[begin Provided text]
US20040076363A1

US20040076363A1 - Optical switch with increased operational stability

Info

Publication number: US20040076363A1
Application number: US10/272,180
Authority: US
Inventors: Dale Schroeder; John Uebbing
Original assignee: Agilent Technologies Inc
Current assignee: Agilent Technologies Inc
Priority date: 2002-10-16
Filing date: 2002-10-16
Publication date: 2004-04-22
Also published as: JP2004139080A; GB0321214D0; GB2395025A

Abstract

The optical switch operates in two stages. In the first stage, the bubble is “blown” into the trench by either sidewall heaters or a dedicated central heater. In the second stage, the sidewalls are heated to achieve a dry wall condition by improving the thermal transfer path from the heat source to the reflecting wall. The sidewall heaters are positioned such that there is an indirect thermal path to the sidewalls of the trench. This results in a switch that is more stable, energy efficient, and has a longer mean time to failure.

Description

BACKGROUND

Prior art optical switches, such as that disclosed by Fouquet, et al. in U.S. Pat. No. 5,699,462, assigned to Agilent Technologies, operate by the principle of total internal reflection. Two arrays of parallel optical waveguides fabricated in the plane of a transparent dielectric sheet are arranged in a crossing pattern. This sheet is called the PLC. A vertical cavity or “trench” is formed at each cross point with a wall oriented such that when the cavity is empty of fluid, light traveling in one waveguide is transferred to the crossing waveguide by total internal reflection. When a cavity is filled with a fluid having an optical index matching that of the waveguide light passes directly across the trench, re-entering and continuing in the original waveguide without appreciable loss. By this means, light is switched between the continuing waveguide and a crossing waveguide by transferring fluid into or out of the associated trench.
[end Provided text]
[begin Available data]
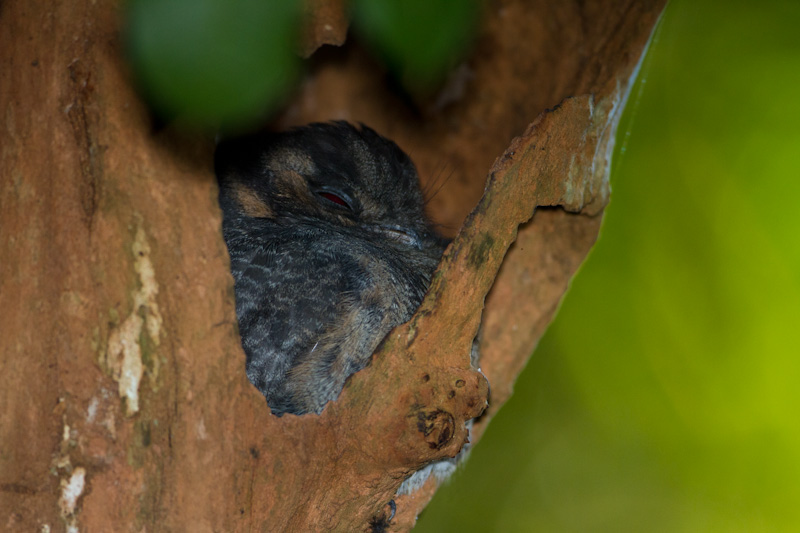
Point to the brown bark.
(124, 401)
[end Available data]
Task requirements:
(A) In the optical switch patent text, what name is given to the transparent dielectric sheet in which the waveguides are fabricated?
(B) Continue the optical switch patent text from its last sentence.
The material has no role in what is asked here.

Exercise results:
(A) The sheet is called the PLC.

(B)
As shown in FIG. 1, fluid transfer is accomplished by heating the fluid with an electrical resistor to generate a bubble within the trench. Heaters are fabricated in an array on a silicon substrate that is positioned parallel to and in alignment with the trench array, separated from it by a narrow gap. This substrate is referred to as the MCC. Hence, a heater is positioned opposite the mouth of each trench. Applying an electrical current to a heater causes nearby fluid to evaporate to form a vapor bubble that expands into the trench, displacing the fluid there and causing light to reflect between crossing channels.

SUMMARY

This novel optical switch has perimeter heaters that operate in two stages. In the “wet” mode, the bubble is “blown” into the trench. In the “dry” stage, the sidewalls are heated to achieve a dry wall condition by improving the thermal transfer path from the heat source to the reflecting wall. An indirect thermal path is created as the separate side heaters are placed proximate to the sidewalls. The switch has increased stability, improved energy efficiency, and a longer mean time to failure.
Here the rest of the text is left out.